### THE TASK
Across the material below, count the lines that include the word "Provide" and give only that count.

[Start of section]

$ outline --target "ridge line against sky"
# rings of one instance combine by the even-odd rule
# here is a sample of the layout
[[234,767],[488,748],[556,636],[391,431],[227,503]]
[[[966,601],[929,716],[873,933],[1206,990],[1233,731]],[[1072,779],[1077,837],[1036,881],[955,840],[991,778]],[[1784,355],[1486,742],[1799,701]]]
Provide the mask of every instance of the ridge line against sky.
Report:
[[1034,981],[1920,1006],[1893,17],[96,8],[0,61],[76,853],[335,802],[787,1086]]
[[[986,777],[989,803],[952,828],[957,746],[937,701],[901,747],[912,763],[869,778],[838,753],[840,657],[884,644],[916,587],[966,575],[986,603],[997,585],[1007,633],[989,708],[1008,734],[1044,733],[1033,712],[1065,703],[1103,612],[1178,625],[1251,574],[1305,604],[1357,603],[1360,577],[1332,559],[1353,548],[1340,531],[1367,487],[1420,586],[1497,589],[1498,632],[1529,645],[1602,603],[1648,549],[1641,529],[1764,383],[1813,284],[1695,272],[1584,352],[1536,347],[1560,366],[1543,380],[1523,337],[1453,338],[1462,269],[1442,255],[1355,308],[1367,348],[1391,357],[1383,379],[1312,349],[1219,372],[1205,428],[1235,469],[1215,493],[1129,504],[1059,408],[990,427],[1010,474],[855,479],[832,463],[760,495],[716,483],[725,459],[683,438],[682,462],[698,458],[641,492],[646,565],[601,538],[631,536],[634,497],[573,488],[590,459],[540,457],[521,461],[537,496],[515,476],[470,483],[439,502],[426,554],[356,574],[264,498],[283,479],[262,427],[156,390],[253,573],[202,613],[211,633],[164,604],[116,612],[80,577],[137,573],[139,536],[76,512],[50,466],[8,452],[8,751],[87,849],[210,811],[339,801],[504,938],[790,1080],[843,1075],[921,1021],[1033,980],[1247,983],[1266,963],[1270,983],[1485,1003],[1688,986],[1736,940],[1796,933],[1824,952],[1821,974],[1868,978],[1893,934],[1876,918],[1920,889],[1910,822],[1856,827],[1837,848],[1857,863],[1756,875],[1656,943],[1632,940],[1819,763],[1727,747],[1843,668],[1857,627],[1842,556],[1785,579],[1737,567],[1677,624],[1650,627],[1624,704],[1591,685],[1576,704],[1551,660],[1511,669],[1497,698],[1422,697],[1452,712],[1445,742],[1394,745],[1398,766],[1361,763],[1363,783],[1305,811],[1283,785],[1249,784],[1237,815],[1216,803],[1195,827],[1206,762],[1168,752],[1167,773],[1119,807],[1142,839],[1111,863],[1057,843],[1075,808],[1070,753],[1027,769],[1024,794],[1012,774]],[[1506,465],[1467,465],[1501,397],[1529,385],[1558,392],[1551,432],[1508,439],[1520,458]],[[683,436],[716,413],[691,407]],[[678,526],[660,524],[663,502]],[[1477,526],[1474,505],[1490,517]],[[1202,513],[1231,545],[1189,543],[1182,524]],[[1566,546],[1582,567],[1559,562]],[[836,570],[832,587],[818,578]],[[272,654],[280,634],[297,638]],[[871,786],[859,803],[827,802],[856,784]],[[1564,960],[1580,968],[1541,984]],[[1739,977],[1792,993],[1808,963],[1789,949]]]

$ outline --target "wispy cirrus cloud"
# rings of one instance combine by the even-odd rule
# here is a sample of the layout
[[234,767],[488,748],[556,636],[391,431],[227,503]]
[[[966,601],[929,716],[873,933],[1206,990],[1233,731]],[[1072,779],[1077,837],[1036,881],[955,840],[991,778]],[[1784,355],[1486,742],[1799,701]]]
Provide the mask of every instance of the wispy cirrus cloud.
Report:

[End of section]

### EXERCISE RESPONSE
2